**THE REQUEST:** Please rewrite the listing below, starting with the line with "Above is an image. Find the white crosswalk" and going on through the line with "87, 28, 91, 33", and change "parked car" to "stopped car" while leaving everything else as it is.

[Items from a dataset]
<<<<

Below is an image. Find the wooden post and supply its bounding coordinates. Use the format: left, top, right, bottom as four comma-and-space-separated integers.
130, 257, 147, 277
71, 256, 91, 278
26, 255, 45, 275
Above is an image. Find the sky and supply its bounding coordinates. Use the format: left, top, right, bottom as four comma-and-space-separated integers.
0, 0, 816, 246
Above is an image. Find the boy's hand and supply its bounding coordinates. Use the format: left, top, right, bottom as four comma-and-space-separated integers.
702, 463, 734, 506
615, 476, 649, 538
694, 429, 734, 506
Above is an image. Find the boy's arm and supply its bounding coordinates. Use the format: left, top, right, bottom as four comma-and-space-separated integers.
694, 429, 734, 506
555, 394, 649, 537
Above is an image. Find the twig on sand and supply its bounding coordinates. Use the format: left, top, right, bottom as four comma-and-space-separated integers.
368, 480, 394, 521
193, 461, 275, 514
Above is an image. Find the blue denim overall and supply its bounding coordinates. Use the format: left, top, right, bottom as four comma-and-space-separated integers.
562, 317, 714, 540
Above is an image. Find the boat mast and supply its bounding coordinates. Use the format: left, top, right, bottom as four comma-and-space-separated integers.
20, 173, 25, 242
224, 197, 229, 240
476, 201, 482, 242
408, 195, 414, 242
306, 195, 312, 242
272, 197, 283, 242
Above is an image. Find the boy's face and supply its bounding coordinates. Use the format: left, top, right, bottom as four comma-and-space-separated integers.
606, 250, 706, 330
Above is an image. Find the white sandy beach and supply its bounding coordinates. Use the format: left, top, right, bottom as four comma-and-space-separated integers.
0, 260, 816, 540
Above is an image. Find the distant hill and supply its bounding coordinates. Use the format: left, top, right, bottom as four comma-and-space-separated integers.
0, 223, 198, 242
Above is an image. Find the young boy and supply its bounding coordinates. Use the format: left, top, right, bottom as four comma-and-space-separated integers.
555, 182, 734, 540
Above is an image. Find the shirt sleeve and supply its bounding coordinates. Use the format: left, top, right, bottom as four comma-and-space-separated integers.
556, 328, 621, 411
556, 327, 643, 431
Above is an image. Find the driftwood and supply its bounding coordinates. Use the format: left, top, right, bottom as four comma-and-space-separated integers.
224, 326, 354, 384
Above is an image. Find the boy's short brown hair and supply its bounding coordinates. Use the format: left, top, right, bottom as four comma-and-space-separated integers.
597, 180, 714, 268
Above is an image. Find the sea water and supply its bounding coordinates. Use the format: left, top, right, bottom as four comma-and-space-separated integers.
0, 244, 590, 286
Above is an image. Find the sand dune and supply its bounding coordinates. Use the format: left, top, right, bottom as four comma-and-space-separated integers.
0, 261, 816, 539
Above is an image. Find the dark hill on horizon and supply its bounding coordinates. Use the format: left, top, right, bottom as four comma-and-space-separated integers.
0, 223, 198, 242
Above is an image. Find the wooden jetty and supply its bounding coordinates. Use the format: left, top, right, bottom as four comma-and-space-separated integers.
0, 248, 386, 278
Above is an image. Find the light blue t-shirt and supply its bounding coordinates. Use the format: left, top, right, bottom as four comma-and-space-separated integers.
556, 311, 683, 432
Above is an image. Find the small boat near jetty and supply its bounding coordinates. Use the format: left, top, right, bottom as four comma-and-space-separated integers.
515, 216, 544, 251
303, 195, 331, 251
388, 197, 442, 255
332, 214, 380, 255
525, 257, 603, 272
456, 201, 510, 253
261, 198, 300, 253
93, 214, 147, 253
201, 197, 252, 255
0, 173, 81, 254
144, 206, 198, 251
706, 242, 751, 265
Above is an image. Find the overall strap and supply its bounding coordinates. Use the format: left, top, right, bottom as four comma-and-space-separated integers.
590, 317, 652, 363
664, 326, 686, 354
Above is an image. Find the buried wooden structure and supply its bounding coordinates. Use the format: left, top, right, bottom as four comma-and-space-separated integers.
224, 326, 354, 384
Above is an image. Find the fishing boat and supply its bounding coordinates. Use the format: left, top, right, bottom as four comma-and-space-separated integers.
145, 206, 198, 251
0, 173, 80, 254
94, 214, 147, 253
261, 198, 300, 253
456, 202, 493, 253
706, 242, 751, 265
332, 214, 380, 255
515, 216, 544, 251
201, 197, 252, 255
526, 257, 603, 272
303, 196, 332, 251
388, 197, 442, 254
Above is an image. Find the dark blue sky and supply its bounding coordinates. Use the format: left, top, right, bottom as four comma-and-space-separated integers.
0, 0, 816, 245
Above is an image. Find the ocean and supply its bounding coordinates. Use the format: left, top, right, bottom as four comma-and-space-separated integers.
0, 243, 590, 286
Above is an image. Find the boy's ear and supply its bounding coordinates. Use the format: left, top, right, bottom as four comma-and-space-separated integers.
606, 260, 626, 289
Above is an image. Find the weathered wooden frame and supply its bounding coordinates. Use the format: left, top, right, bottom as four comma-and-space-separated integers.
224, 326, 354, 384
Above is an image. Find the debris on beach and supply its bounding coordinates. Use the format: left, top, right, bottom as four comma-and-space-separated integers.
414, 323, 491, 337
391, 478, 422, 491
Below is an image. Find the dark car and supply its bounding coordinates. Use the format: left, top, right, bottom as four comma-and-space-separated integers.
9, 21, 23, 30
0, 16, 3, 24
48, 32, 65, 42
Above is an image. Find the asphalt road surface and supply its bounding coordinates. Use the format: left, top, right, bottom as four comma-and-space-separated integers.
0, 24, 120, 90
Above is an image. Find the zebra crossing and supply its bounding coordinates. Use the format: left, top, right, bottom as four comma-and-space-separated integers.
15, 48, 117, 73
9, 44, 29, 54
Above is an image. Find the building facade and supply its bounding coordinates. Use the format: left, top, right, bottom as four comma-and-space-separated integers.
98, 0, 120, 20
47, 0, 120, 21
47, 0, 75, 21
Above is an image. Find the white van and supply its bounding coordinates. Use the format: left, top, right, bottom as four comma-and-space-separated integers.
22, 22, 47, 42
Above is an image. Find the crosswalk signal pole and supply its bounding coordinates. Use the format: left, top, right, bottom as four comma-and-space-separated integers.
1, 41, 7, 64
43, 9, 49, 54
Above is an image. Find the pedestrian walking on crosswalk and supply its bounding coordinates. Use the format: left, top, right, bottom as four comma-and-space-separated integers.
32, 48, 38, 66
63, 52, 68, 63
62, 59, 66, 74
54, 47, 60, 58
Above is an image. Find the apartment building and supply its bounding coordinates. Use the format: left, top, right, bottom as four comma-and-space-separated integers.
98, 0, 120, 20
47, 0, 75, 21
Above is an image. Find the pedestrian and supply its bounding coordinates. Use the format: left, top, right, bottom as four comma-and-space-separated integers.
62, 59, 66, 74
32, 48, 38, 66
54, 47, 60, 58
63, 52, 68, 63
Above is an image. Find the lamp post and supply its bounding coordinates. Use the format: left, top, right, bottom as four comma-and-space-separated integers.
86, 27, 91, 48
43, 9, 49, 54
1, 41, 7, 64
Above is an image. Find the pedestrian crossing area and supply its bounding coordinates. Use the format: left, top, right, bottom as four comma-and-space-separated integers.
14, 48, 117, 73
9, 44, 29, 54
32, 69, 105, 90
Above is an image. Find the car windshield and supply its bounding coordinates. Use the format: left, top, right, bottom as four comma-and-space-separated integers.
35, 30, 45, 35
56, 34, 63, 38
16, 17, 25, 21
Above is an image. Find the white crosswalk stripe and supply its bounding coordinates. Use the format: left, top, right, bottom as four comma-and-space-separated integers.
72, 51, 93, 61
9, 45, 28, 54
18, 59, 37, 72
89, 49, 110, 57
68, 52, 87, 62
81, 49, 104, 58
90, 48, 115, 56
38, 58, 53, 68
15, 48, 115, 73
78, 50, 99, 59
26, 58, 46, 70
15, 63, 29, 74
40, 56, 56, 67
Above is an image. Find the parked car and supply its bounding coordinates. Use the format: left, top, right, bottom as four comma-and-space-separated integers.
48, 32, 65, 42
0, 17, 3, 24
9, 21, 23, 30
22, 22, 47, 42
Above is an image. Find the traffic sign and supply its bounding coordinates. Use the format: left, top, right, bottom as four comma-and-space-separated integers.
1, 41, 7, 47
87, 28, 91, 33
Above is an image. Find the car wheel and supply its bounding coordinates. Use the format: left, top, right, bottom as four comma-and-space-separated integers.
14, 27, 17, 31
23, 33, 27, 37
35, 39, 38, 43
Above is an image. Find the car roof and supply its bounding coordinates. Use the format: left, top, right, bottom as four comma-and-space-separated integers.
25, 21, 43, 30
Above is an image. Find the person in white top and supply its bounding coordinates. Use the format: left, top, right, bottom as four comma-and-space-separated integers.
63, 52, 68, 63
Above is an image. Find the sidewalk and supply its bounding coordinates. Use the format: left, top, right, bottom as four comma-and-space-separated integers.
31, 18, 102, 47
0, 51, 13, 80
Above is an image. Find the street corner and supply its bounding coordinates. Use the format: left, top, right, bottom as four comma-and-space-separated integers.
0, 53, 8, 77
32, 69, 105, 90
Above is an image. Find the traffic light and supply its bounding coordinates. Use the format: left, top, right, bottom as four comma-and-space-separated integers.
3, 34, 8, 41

>>>>

**WORKED SOLUTION:**
Above is an image. Find the white crosswalk stripe and supply its bounding coordinates. Use the format: left, top, right, bottom as four comma-and-space-separated integers.
72, 51, 93, 61
9, 45, 28, 54
18, 59, 37, 72
89, 49, 110, 57
68, 52, 87, 62
81, 49, 104, 58
90, 48, 115, 56
38, 58, 53, 68
15, 48, 115, 73
78, 50, 99, 59
26, 58, 46, 70
15, 63, 29, 74
40, 56, 56, 67
Above is an image. Find the stopped car and supply its bounding coordinates. Use the format: left, top, right, bottom as four comma-and-space-separated integers.
48, 32, 65, 42
0, 17, 3, 24
9, 21, 23, 30
22, 22, 47, 42
Above is an image. Find the traffic sign and supply its bounding coordinates. Use the format: left, top, right, bottom as four comma-and-space-separated integers.
1, 41, 7, 47
87, 28, 91, 33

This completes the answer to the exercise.